** DATA PROVIDED follows **

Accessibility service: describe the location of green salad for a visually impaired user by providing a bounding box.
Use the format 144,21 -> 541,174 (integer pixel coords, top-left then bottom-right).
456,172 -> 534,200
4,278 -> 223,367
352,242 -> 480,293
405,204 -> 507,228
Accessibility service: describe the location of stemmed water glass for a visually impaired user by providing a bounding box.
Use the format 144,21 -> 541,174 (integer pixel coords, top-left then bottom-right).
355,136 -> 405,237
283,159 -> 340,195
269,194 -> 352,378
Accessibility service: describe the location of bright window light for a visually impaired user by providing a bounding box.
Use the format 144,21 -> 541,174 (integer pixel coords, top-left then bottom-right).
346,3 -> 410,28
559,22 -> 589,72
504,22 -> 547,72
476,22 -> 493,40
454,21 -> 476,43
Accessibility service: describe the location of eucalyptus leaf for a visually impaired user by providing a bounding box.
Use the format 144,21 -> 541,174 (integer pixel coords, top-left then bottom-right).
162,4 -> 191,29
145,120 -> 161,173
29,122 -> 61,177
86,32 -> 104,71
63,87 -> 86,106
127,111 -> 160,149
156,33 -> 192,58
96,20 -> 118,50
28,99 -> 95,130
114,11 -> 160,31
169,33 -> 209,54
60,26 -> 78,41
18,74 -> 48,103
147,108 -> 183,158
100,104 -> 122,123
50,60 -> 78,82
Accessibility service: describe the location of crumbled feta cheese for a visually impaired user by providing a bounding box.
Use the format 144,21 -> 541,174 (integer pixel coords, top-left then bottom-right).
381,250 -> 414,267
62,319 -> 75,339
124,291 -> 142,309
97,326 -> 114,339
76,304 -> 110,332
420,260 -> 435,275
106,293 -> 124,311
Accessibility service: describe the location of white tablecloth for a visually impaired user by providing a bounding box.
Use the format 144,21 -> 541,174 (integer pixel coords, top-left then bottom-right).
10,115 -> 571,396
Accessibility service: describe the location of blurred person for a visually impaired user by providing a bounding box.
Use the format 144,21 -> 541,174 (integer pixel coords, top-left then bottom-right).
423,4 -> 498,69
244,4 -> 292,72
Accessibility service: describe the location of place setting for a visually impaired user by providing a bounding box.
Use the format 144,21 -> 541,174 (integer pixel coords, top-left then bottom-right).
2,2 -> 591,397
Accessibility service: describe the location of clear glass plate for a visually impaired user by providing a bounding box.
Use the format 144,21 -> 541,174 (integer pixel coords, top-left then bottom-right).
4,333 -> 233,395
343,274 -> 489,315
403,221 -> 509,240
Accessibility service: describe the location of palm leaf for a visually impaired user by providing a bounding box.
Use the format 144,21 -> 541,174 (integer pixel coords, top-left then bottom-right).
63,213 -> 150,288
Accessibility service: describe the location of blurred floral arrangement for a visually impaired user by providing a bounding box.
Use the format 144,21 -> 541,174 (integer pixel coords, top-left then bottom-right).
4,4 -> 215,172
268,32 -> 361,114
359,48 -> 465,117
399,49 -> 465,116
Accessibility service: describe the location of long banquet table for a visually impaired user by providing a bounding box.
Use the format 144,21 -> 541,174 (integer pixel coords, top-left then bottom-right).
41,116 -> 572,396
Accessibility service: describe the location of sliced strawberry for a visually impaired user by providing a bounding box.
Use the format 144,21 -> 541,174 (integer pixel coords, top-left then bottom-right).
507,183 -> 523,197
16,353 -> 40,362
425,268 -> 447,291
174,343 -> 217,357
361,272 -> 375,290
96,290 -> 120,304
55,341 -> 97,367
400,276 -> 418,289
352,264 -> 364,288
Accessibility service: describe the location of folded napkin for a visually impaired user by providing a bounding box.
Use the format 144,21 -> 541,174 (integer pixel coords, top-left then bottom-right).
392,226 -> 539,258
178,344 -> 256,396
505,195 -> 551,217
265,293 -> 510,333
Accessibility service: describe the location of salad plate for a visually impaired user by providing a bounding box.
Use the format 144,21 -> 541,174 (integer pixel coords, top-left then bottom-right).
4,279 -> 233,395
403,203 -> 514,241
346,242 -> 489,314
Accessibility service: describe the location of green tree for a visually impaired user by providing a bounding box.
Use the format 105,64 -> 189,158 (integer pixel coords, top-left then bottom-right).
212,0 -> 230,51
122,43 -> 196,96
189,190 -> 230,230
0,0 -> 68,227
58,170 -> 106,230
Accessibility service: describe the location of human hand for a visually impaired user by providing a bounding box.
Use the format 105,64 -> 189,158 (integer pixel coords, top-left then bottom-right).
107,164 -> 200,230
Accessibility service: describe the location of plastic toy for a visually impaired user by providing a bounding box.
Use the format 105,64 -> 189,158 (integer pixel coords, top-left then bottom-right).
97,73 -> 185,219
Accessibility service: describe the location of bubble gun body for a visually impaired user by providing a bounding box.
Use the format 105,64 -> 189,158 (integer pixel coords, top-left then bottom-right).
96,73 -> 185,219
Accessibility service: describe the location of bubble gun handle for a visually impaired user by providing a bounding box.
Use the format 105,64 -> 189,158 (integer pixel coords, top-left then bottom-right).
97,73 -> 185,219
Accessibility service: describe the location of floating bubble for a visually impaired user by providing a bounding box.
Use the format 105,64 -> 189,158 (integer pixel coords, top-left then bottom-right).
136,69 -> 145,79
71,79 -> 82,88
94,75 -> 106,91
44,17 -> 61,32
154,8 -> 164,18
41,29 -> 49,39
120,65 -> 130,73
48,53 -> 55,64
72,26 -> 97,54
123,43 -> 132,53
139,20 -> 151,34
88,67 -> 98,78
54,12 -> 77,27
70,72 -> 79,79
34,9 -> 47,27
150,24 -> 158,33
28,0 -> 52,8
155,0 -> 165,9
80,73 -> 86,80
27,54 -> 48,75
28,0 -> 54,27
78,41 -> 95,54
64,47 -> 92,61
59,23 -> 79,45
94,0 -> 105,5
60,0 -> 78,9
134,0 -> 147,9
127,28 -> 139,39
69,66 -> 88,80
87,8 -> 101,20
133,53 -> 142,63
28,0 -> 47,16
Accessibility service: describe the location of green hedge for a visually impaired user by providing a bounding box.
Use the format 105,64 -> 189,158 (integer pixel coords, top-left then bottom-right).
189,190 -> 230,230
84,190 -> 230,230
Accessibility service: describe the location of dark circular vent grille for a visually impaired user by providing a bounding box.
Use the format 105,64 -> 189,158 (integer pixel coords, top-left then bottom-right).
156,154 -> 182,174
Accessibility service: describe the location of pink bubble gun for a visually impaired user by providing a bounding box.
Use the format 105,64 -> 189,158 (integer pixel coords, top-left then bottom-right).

** End of DATA PROVIDED **

■ EXERCISE BRIEF ■
Show every line of the records above that contains the word "blurred".

■ EXERCISE RESPONSE ■
Accessibility service: describe the location of blurred person for a visually impaired user by providing a bounding box.
Accessibility service: describe the location of blurred floral arrangement for a visually impaired user by providing a bounding box.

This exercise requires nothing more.